- [Task goal]: Write the next few paragraphs of the news report on heroin overdose deaths in Manchester, New Hampshire, starting after its last sentence.

- [Document passage]:
+ + + + + + +

NH Drug Overdose Deaths Soar

Record-breaking 14 people died of heroin overdoses in the month of February in the city of Manchester, NH

The heroin epidemic in Manchester claimed more lives in the month of February than ever recorded in the city before.

"I feel like I am running out of people that this disease can take," said Manchester resident Justin Bachert. "We just went to a few wakes this month and it will be one month coming up this week."

A record breaking 14 people in the city died from a heroin overdose last month alone.

Bachert, a recovering addict, knew almost half of them.

"It could have easily been me," he said.

The former high school athlete and Eagle Scout became addicted to heroin half way into his first year of college.

What happened next was a blur of blue lights, syringes, and jail cells.

"I don't even know where the last five years went, I've spent every summer incarcerated," Bachert said.

His story is one that Manchester Firefighter Chris Hickey hears all too often.

Hickey says last February there were five overdose deaths.

That number has nearly tripled. Hickey suspects a more deadly drug called Fentanyl is being mixed and marketed as heroin.

"It's going to be 50 times as powerful and they're not going to know what hit them until it's too late," Hickey said.

He showed us his bag of the life-saving overdose reversing drug Narcan.

"There isn't a single guy out of ten stations and 240 firefighters that haven't administered Narcan," he said.

+ + + + + + +

- [Extracted entries]:
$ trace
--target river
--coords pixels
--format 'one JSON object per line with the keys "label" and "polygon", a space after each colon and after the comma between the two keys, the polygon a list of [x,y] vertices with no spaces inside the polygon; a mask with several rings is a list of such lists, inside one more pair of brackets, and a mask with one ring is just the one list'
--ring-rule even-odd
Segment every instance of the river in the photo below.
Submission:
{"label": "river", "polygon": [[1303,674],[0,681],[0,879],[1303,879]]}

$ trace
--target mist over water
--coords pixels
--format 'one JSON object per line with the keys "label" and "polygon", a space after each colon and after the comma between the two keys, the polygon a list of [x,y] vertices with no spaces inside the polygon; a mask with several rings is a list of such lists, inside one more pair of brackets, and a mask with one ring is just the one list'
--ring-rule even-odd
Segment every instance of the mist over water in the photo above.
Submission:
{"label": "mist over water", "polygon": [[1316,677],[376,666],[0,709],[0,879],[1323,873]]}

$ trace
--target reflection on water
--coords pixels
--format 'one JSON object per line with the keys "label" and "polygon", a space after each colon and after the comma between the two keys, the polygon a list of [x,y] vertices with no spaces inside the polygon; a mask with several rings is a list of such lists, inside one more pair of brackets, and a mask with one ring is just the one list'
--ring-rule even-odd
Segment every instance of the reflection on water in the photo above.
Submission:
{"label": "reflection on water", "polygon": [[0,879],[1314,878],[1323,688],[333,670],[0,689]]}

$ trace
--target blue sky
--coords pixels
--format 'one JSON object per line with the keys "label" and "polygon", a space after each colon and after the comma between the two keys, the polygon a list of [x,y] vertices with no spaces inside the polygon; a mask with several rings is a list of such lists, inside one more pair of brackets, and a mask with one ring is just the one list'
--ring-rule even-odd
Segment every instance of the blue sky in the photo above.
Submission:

+ + + + + + +

- [Response area]:
The epidemic has become so bad, Hickey spends some of each work day cleaning up drug paraphernalia in city parks.

"See here's a cap," he said while picking up a small orange object Tuesday. "I never thought in a million years this is what I'd be doing."

Hickey cleaned up the park just in time for Lindsay Perkins to bring her daughter and niece to the swings.

"It's scary to know my kid could come here, and know my kid could fall on the ground and be poked with a needle just by going to a park," Perkins said. "It's sad."

As for Bachert, he's five months clean and trying to reach those still still battling addiction before he loses another friend.

"More people will die next month, more than the 14 we have now, and you're number is going to get pulled sooner or later if you keep using this drug," he said.

Bachert is decorating his new apartment, rebuilding a relationship with his five-year-old son, and working to get his license. He also plans to go back to college someday.